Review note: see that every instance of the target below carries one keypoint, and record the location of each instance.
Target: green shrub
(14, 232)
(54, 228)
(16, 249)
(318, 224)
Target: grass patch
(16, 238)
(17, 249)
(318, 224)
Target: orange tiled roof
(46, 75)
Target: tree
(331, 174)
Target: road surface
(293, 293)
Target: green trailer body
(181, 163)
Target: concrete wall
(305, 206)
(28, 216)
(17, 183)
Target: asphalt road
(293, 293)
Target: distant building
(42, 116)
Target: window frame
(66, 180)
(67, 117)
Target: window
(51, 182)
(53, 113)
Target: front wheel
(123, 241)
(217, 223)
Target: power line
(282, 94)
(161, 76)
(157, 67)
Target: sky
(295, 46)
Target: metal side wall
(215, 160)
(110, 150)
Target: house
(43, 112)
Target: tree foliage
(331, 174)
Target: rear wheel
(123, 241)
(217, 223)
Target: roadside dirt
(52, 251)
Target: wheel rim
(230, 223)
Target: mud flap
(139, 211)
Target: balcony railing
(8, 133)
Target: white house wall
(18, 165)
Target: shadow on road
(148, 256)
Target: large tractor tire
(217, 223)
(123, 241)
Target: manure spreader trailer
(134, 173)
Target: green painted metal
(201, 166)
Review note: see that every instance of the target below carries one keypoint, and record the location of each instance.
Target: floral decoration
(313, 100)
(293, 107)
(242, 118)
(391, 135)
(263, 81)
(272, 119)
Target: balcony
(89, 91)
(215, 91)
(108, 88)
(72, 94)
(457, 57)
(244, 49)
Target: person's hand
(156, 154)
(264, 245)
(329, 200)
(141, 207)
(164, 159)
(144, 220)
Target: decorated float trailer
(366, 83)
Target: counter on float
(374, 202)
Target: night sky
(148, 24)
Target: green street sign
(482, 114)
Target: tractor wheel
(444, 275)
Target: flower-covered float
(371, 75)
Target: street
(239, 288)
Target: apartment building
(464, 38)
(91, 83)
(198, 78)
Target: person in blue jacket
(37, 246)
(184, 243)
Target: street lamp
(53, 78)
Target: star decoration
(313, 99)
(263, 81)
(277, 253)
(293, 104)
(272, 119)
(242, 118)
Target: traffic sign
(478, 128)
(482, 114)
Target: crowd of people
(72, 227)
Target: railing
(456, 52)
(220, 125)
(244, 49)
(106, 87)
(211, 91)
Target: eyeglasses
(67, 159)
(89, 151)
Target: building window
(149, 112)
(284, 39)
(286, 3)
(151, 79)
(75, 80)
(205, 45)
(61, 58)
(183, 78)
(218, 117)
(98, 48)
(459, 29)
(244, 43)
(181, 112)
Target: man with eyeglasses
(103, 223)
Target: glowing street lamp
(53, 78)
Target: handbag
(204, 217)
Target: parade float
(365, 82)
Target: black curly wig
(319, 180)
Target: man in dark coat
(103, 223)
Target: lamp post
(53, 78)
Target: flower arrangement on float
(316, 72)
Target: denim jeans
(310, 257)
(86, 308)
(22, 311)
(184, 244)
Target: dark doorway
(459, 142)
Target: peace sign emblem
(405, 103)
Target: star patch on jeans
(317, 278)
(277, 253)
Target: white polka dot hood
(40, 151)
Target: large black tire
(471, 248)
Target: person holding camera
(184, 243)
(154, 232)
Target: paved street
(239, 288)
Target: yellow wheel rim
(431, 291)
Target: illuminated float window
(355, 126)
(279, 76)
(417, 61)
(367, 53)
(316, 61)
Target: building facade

================================

> [Task to complete]:
The required output is the line holding "Target: paved street" plus every line after it in the data, reproduced exactly.

> [Answer box]:
Target: paved street
(239, 288)
Target: yellow wheel rim
(431, 291)
Target: illuminated float window
(355, 126)
(279, 76)
(417, 61)
(367, 53)
(316, 61)
Target: building facade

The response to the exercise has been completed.